- _Document_
──────

The increase in energy used for space cooling would have been more profound if not for efficiency improvements associated with room and central air conditioners. Compared to 1990, the stock of room and central air conditioners in 2013 were 61 and 34 percent more efficient, respectively.

Trends – Lighting energy use

The market share of energy-efficient lighting alternatives increased significantly between 1990 and 2013.

Despite a drop in lighting energy use per household, the energy required to light all the households in Canada increased 10 percent, from 49.5 PJ to 54.5 PJ (Figure 3.11). This was entirely due to the 37 percent increase in the number of households, as the energy required to light each household in Canada decreased 19 percent, from 5.0 GJ to 3.9 GJ.

Some of the decrease in lighting energy use per household can be associated with the increased use of compact fluorescent lights (CFLs) and light-emitting diode (LED) lights, which use less energy to produce a certain level of light. The use of LEDs (excluding LED holiday lights) was zero percent in 2007, and it surged to 14 percent in 2013 (Figure 3.12). CFL and LED bulbs are 75 percent to 80 percent more energy-efficient and have 10 to 25 times longer in-service life than traditional incandescent bulbs.

Residential energy intensity and efficiency

Energy intensity

The average household has reduced its energy use by 24 percent since 1990.

In the residential sector, energy intensity is usually expressed as energy consumed per household. It can also be expressed as energy consumed per square metre of house area. Energy intensity decreased 24 percent, from 144 GJ per household in 1990 to 110 GJ in 2013 (Figure 3.13). This occurred despite the average household operating more appliances, its living space becoming larger and its use of space cooling increasing. Energy use per square metre decreased even more, from 1.18 GJ to 0.77 GJ, or 35 percent.

Energy efficiency

Energy efficiency improvements resulted in energy savings of $12 billion in the residential sector in 2013.

Energy efficiency improvements in the residential sector have resulted in significant savings between 1990 and 2013. These improvements include changes to the residential thermal envelope (insulation, windows, etc.) and changes to the efficiency of energy-consuming items in the home, such as furnaces, appliances, lighting and air conditioning.

Energy efficiency in the residential sector improved 45 percent from 1990 to 2013, allowing Canadians to save 639 PJ of energy (Figure 3.14) and $12 billion in energy costs in 2013.

These energy efficiency savings translated into an average savings of $869 per Canadian household in 2013.

Figure 3.15 illustrates the influence that various factors had on the change in residential energy use between 1990 and 2013. These effects are as follows:

• activity effect – As measured by combining a mix of households and floor space, energy use increased 45 percent (644 PJ) and GHG emissions increased 30 Mt. Growth in activity was driven by a 63  percent increase in floor area and a 40  percent rise in the number of households.

──────

- _What you need to do_
**1)** Write out the stretch of the residential energy passage from "Residential energy intensity" through "sector in 2013.".
**2)** According to the residential energy passage, by what percent did energy use per square meter of house area drop between 1990 and 2013?
**3)** Proceed with the residential energy passage, picking up after its last sentence.
The lines that come after this passage are separate material.

──────

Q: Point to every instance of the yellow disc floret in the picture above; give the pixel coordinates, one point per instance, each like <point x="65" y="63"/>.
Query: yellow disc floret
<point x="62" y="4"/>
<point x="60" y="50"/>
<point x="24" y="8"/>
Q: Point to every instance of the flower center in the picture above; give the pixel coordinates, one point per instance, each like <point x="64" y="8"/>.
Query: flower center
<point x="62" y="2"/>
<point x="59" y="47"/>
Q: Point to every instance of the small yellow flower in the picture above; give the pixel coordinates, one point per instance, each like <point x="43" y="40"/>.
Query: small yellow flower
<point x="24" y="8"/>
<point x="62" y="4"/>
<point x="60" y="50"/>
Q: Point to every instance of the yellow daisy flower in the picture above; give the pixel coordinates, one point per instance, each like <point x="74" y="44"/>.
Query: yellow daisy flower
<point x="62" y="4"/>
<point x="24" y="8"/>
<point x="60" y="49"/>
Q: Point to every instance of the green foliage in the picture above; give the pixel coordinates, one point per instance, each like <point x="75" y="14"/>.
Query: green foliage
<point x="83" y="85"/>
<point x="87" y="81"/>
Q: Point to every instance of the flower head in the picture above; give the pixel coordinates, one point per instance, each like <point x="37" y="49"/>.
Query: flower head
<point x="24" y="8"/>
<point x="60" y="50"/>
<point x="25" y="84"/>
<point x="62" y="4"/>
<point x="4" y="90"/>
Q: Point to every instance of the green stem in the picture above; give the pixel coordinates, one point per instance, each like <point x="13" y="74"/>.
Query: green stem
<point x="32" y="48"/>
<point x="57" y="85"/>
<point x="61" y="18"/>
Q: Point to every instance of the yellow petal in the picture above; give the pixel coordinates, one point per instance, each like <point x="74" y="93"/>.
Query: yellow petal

──────

- _Responses to the exercise_
**1)**
Residential energy intensity and efficiency

Energy intensity

The average household has reduced its energy use by 24 percent since 1990.

In the residential sector, energy intensity is usually expressed as energy consumed per household. It can also be expressed as energy consumed per square metre of house area. Energy intensity decreased 24 percent, from 144 GJ per household in 1990 to 110 GJ in 2013 (Figure 3.13). This occurred despite the average household operating more appliances, its living space becoming larger and its use of space cooling increasing. Energy use per square metre decreased even more, from 1.18 GJ to 0.77 GJ, or 35 percent.

Energy efficiency

Energy efficiency improvements resulted in energy savings of $12 billion in the residential sector in 2013.

**2)** 35 percent

**3)**
• structure effect – The decrease in the relative share of single-family houses resulted in the sector using 1.6 PJ less energy and avoiding 0.06 Mt of GHGs.
• weather effect – In 2013, the winter was slightly colder and the summer was hotter than in 1990. The net result was an overall increase in energy demand of 11 PJ and 0.6 Mt more GHGs.
• service level effect – The increased penetration rate of appliances and the increased floor space cooled by space cooling units were responsible for 79 PJ of the increase in energy and a 3.7 Mt increase in GHGs.
• energy efficiency effect – Improvements to the thermal envelope of houses and to the efficiency of residential appliances and space and water heating equipment led to an overall energy efficiency gain in the residential sector. This saved 639 PJ of energy and 27 Mt of GHG emissions.

Chapter 4: Commercial/institutional sector

Over the 1990–2013 period,

• Energy efficiency in the commercial/institutional sector improved 33 percent, saving Canadians 241.8 PJ of energy and $5.4 billion in energy costs in 2013.
• Commercial/institutional energy use increased 23 percent. It would have increased 55 percent without energy efficiency improvements.
• Energy intensity (GJ/m²) decreased 15 percent.

Note: In 2014, Statistics Canada revised the amount of electricity used in the commercial/institutional sector. This revision affects the 2013 data with a backcast to 1990. This edition reflects the revisions made by Statistics Canada. Consequently, the energy breakdown will be slightly different from the previous editions.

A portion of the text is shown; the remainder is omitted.